Task to complete – Repeat the following entries verbatim, apart from the pictures.

Input data –
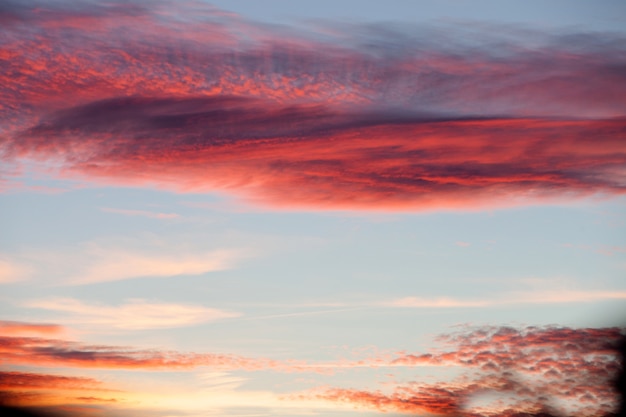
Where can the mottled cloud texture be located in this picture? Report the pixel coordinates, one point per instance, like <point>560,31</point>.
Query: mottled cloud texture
<point>503,372</point>
<point>532,371</point>
<point>190,98</point>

Response to the exercise –
Where can the mottled cloud texture be located in this picture? Report the pixel coordinates, one point per instance, like <point>560,31</point>.
Query: mottled cloud texture
<point>503,372</point>
<point>532,371</point>
<point>190,98</point>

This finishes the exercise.